Task directions:
Here the job is to restate every entry word for word.

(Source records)
────────────────

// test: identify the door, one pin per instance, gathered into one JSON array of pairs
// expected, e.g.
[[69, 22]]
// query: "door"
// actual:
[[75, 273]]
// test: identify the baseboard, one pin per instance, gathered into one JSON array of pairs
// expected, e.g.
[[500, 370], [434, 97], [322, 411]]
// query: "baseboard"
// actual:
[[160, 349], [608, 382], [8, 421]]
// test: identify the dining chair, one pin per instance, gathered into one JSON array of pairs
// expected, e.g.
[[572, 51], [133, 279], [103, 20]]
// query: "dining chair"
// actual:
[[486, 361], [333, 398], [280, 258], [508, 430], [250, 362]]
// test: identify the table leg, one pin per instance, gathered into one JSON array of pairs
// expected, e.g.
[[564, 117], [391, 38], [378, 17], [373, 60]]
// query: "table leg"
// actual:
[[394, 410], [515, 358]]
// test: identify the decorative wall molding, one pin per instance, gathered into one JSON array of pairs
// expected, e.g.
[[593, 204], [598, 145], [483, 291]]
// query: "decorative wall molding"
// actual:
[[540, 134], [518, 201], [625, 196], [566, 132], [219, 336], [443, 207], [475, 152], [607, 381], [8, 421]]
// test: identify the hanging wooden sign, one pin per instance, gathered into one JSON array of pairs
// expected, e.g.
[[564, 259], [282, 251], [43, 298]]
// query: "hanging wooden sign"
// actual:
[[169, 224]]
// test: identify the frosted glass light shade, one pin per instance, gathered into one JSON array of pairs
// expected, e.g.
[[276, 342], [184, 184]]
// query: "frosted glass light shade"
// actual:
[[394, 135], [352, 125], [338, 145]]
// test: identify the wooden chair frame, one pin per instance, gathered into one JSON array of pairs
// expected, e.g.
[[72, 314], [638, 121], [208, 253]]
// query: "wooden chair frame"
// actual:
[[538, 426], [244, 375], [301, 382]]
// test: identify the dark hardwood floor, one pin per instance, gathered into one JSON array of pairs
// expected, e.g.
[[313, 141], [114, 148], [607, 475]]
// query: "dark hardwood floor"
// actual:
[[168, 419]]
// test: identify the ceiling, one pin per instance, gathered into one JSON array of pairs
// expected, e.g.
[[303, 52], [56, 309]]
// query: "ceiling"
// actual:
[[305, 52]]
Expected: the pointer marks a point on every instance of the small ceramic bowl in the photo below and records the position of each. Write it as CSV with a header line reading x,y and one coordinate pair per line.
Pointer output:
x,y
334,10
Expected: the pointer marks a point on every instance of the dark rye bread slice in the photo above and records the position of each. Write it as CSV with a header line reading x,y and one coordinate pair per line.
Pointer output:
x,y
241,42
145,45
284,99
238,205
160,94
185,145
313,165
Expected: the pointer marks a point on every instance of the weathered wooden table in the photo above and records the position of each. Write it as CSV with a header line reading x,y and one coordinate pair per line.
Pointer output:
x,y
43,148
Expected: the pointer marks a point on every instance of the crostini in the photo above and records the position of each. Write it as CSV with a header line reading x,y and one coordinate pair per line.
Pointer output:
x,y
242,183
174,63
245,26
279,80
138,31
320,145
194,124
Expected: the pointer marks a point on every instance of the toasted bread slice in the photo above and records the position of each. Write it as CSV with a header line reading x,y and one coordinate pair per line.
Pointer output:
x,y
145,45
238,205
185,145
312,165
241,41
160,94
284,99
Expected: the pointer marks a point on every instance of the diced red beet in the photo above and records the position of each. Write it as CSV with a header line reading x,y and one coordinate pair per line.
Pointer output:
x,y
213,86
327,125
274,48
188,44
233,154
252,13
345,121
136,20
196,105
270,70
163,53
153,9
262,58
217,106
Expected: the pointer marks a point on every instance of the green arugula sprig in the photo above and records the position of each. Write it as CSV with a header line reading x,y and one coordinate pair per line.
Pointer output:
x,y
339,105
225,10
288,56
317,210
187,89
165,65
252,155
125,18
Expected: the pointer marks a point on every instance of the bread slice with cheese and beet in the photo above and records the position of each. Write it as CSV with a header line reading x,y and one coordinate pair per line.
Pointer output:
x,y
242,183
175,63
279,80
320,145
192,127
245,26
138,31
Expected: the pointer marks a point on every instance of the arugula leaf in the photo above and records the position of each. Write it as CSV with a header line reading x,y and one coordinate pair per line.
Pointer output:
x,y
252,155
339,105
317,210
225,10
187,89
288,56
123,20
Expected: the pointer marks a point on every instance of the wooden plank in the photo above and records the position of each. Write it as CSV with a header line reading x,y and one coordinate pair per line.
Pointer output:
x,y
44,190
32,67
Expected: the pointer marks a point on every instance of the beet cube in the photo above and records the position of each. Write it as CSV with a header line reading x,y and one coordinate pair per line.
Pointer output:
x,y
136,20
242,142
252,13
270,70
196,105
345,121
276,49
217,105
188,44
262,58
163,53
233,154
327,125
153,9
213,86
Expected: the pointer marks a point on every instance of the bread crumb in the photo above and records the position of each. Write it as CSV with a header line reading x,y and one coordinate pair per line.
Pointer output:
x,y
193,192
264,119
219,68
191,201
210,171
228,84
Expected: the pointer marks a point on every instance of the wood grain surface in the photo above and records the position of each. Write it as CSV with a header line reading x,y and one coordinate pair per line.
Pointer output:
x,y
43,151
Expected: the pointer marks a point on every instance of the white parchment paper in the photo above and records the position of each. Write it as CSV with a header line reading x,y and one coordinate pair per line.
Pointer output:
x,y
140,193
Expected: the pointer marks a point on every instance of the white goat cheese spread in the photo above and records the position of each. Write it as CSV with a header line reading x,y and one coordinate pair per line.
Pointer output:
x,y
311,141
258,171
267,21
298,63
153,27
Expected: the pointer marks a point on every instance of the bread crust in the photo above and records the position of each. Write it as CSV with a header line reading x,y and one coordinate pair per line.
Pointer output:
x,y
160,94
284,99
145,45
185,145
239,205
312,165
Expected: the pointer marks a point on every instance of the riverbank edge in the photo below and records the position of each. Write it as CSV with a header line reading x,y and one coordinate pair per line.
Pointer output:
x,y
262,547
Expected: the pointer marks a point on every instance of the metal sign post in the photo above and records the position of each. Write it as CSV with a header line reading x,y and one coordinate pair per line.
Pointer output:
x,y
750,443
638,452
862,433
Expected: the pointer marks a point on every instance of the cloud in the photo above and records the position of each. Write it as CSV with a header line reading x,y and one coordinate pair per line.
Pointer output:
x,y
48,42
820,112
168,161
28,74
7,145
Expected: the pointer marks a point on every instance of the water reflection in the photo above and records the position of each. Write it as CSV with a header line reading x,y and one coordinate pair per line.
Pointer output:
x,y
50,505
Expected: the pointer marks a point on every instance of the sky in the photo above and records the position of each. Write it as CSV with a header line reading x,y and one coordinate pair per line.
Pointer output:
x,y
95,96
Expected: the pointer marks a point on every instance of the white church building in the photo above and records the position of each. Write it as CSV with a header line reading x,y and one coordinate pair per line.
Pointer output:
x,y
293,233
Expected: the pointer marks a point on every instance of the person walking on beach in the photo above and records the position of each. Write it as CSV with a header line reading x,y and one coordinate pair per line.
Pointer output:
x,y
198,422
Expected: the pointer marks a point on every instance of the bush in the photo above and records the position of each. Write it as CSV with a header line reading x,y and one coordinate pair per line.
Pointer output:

────────────────

Result of the exercise:
// test: identify the door, one pin per instance, gathered into one JSON array of pairs
// expected, e.g.
[[69, 22]]
// query: "door"
// actual:
[[75, 273]]
// test: identify the baseboard, one pin per instance, gathered into one JSON array of pairs
// expected, e.g.
[[500, 370], [434, 97], [322, 411]]
// query: "baseboard"
// actual:
[[160, 349], [608, 382], [8, 421]]
// test: identify the dining chair, one pin per instance, gathered into one JSON array of pairs
// expected, e.g.
[[572, 51], [133, 279], [103, 20]]
// query: "dining chair"
// actual:
[[486, 361], [333, 398], [280, 258], [508, 430], [250, 362]]
// test: identify the table leg, one pin per instance, gathered into one JSON array of pairs
// expected, e.g.
[[564, 117], [391, 38], [378, 17], [373, 60]]
// query: "table leg"
// actual:
[[394, 410], [515, 358]]
// test: identify the decorative wall molding, one pin per instance, gathered into one JSON array of pairs
// expected, e.g.
[[593, 204], [598, 145], [483, 291]]
// query: "decorative wall molding"
// actual:
[[540, 134], [518, 201], [625, 196], [566, 132], [219, 336], [443, 207], [475, 152], [607, 381], [8, 421]]
// test: identify the hanging wooden sign, one pin per instance, gathered into one JSON array of pairs
// expected, e.g.
[[564, 259], [282, 251], [43, 298]]
// query: "hanging wooden sign"
// actual:
[[169, 224]]
// test: identify the frosted glass light shade, one pin per instance, gathered into one JSON array of pairs
// expected, e.g.
[[276, 342], [184, 184]]
// query: "frosted glass light shade"
// actual:
[[394, 135], [352, 125], [338, 145]]
// test: identify the wooden chair frame, one pin per instance, gathered into one JSON array of pairs
// expected, e.g.
[[72, 314], [638, 121], [208, 253]]
// query: "wooden chair frame"
// actual:
[[538, 426], [244, 375], [301, 382]]
// test: identify the dark hardwood floor, one pin per instance, gathered into one JSON array of pairs
// expected, e.g.
[[313, 141], [114, 148], [607, 475]]
// query: "dark hardwood floor"
// actual:
[[168, 419]]
// test: identify the ceiling, one pin per instance, gathered into one JSON array of pairs
// expected, e.g.
[[303, 52], [56, 309]]
// query: "ceiling"
// actual:
[[305, 52]]
Expected: the pointer marks a point on every instance of the small ceramic bowl in the photo below and records the position of each. Write it as CSV with a header line reading x,y and one coordinate pair per line.
Pointer output:
x,y
334,10
Expected: the pointer marks a point on every instance of the dark rye bread slice in the photo above and records the position of each. Write it as CSV with a header line reading x,y and one coordinate pair per line.
Pointer output:
x,y
241,42
145,45
284,99
238,205
160,94
185,145
313,165
Expected: the pointer marks a point on every instance of the weathered wooden table in the photo above and records the position of each. Write it as CSV with a header line reading x,y and one coordinate pair per line.
Pointer output:
x,y
43,148
Expected: the pointer marks a point on every instance of the crostini in the photo above and records the position of each. Write it as CSV with a header line reading x,y and one coordinate pair per line.
Pointer output:
x,y
242,183
174,63
245,26
279,80
138,31
320,145
194,124
Expected: the pointer marks a point on every instance of the toasted bread slice in the photo above and records the position of each. Write it as CSV with a header line reading x,y and one coordinate pair per line.
Pointer output:
x,y
145,45
238,205
185,145
312,165
241,41
160,94
284,99
Expected: the pointer marks a point on every instance of the diced red beet in the photo above and records the position of each. Write it as CSV with a header line reading x,y and one coordinate pair per line.
Pointer output:
x,y
213,86
327,125
274,48
188,44
233,154
252,13
345,121
136,20
196,105
270,70
163,53
153,9
262,58
217,106
Expected: the pointer marks a point on every instance of the green arugula sprig in the photo above and records the position of each. Write it as CSV with a header line reading x,y and one coordinate pair per line.
Pointer output:
x,y
339,105
225,10
288,56
317,210
187,89
165,65
252,155
125,18
Expected: the pointer marks a point on every instance of the bread slice with cheese and beet in the photo above and records the position of each. Write it as CSV with a header line reading x,y and one coordinate pair per line.
Pointer output:
x,y
242,183
175,63
279,80
320,145
192,127
245,26
138,31
Expected: the pointer marks a point on every instance of the arugula leaf in the photo above and records the position of each. Write it as CSV with a header line reading x,y and one coordinate pair per line.
Pointer output:
x,y
252,155
339,105
317,210
225,10
187,89
288,56
123,20
Expected: the pointer marks a point on every instance of the wooden plank in the photo above and records the position of each. Write it as CSV with a header line reading x,y and one coordinate pair per line.
Pointer output:
x,y
44,190
32,67
Expected: the pointer marks a point on every instance of the beet cube in the photo above and records the position of each. Write it as CSV with a header line reading x,y and one coordinate pair per line.
Pointer output:
x,y
136,20
242,142
252,13
270,70
196,105
345,121
276,49
217,105
188,44
262,58
163,53
233,154
327,125
153,9
213,86
Expected: the pointer marks a point on every instance of the bread crumb in the photo above and records the position of each. Write it as CSV with a header line reading x,y and one coordinate pair per line.
Pointer output:
x,y
193,192
264,119
219,68
191,201
210,171
228,84
Expected: the pointer marks a point on every instance of the wood grain surface in the photo above and records the position of each. Write it as CSV with a header line reading x,y and one coordinate pair per line.
Pointer output:
x,y
43,151
Expected: the pointer marks a point on every instance of the white parchment paper in the photo above and records the position of each. Write it as CSV with a header line reading x,y and one coordinate pair per line.
Pointer output:
x,y
140,193
Expected: the pointer marks a point on every instance of the white goat cheese spread in the photo above and records the position of each. Write it as CSV with a header line reading x,y and one coordinate pair per line.
Pointer output:
x,y
311,141
258,171
267,21
298,63
153,27
Expected: the pointer marks a point on every instance of the bread crust in the photo above and records the position of each. Write it as CSV with a header line reading x,y and one coordinate pair per line.
Pointer output:
x,y
160,94
284,99
145,45
185,145
239,205
312,165
Expected: the pointer marks a point on every instance of the riverbank edge in the photo below and records the position of each. Write it as CSV with a header line reading x,y and one coordinate pair per line.
Pointer output:
x,y
262,547
Expected: the pointer marks a point on every instance of the metal sign post in the photo above and records the position of each. Write it as CSV with a header line reading x,y and one coordinate pair per line.
Pointer output:
x,y
750,443
638,452
862,433
Expected: the pointer marks a point on every instance of the cloud in the photo above and records the position of each. Write it as CSV with a header line reading x,y and one coordinate pair per line.
Pointer output:
x,y
48,42
820,112
168,161
28,74
7,145
Expected: the pointer marks a point on every instance of the water reflection in the photo above and records the position of each. Write it as CSV with a header line reading x,y and one coordinate pair per line.
Pointer output:
x,y
50,505
Expected: the pointer marks a point on every instance of the sky in the photo above and records the position of each. Write it as CSV with a header line reading x,y and one coordinate pair per line.
Pointer output:
x,y
95,96
Expected: the pointer marks a point on every instance of the white church building in the photo above and records the position of each. Write it as CSV with a header line reading x,y and one coordinate pair per line.
Pointer output:
x,y
293,233
Expected: the pointer marks a point on every instance of the person walking on beach in the photo above and records the position of each. Write it as CSV with a header line reading x,y and one coordinate pair per line.
Pointer output:
x,y
198,422
Expected: the pointer marks a point on every instance of the bush in the photo above and records the position of each. Write it as CSV with a header line reading x,y and one coordinate pair per line.
Pointer output:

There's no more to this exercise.